▶ **THE PROBLEM**: Render the data below as a JSON list of strings, one string per line, from the line with "Reviewer note: verify that every instance of the snow" to the line with "<point>322,243</point>", both lines included and blank lines left out.

▶ **LISTED ENTRIES**:
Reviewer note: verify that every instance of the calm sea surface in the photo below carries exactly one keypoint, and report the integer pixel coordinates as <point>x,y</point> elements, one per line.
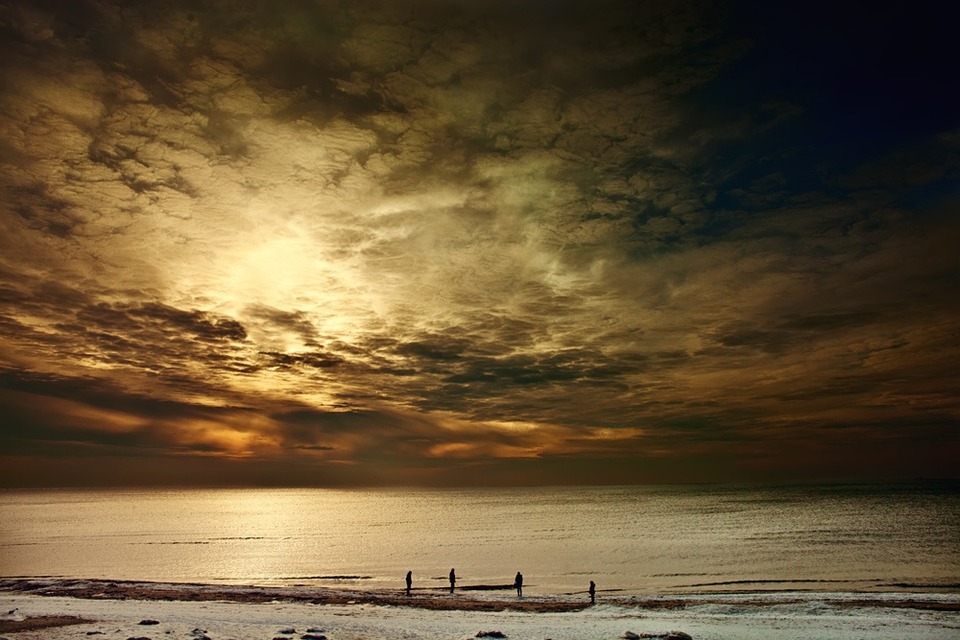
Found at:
<point>637,539</point>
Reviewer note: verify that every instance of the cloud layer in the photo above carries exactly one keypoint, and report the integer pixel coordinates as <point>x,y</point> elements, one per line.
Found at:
<point>448,242</point>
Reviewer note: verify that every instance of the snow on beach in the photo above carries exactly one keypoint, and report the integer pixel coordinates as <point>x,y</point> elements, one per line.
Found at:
<point>117,610</point>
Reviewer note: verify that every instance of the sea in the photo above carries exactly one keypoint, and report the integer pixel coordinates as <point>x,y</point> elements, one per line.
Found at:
<point>658,540</point>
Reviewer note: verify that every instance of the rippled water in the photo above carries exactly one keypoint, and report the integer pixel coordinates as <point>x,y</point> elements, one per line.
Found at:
<point>638,539</point>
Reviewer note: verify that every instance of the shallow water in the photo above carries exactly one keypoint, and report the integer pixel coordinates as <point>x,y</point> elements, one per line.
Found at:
<point>636,539</point>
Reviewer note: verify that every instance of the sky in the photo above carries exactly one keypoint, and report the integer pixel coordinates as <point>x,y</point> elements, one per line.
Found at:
<point>322,243</point>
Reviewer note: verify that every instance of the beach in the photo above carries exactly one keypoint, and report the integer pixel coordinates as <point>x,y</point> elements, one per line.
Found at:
<point>73,609</point>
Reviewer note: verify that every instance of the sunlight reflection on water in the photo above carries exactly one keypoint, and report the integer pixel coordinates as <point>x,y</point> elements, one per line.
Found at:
<point>642,539</point>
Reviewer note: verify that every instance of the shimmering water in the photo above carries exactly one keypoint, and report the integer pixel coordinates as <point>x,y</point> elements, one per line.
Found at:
<point>637,539</point>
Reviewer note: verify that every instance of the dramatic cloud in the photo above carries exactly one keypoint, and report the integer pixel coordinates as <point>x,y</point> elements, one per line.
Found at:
<point>441,242</point>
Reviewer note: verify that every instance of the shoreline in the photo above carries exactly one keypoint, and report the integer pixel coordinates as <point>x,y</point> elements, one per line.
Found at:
<point>474,598</point>
<point>78,609</point>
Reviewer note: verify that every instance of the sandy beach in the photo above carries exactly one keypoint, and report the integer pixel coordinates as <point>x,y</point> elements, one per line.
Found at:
<point>75,609</point>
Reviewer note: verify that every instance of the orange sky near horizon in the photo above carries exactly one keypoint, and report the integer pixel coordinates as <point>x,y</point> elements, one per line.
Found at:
<point>440,243</point>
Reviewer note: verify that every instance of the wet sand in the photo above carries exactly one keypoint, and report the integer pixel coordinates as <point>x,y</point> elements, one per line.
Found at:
<point>437,599</point>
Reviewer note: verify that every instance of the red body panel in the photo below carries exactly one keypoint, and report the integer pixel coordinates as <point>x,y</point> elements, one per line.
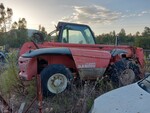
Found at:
<point>87,59</point>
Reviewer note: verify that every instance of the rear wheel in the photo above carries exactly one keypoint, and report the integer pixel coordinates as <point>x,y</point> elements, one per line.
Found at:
<point>124,72</point>
<point>55,79</point>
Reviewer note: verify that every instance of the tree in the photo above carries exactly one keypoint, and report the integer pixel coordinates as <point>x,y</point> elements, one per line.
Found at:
<point>122,33</point>
<point>5,18</point>
<point>146,31</point>
<point>137,33</point>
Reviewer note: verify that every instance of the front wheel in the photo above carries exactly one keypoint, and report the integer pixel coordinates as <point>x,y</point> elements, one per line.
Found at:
<point>55,79</point>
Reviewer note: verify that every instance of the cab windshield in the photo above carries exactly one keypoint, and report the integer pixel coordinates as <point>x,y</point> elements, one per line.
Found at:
<point>77,34</point>
<point>73,34</point>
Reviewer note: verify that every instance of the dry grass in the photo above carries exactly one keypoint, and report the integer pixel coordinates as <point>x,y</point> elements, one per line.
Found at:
<point>78,100</point>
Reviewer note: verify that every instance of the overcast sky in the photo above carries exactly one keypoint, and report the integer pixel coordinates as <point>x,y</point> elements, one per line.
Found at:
<point>103,16</point>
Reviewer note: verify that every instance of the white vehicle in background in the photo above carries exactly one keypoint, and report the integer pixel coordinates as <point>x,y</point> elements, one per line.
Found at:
<point>134,98</point>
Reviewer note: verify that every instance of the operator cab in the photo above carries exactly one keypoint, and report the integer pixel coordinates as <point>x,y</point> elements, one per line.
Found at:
<point>72,33</point>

▶ **FINAL RESULT**:
[
  "Reviewer note: verify that every instance of the snow on beach in the photo above carries exactly one keypoint, and report the integer pixel coordinates as <point>x,y</point> elements, one per line.",
  "Found at:",
  "<point>117,610</point>",
  "Reviewer note: verify that every instance of the sea in the photo above carries exactly one keypoint, and report the integer pixel coordinates as <point>x,y</point> elements, one per line.",
  "Found at:",
  "<point>658,540</point>",
  "Reviewer note: verify that every instance of the rippled water in the photo above carries exactly one keypoint, and report the integer pixel coordinates as <point>x,y</point> elements, one per line.",
  "Found at:",
  "<point>638,539</point>",
  "Reviewer note: verify that every instance of the shallow water in the photo above carries exactly one keypoint, and report the integer pixel coordinates as <point>x,y</point> elements, one per line.",
  "Found at:",
  "<point>636,539</point>",
  "Reviewer note: verify that every instance of the sky in the photo above carries exactly one keypoint, and report the integer pixel coordinates as <point>x,y</point> elements, one per line.",
  "Found at:",
  "<point>322,243</point>"
]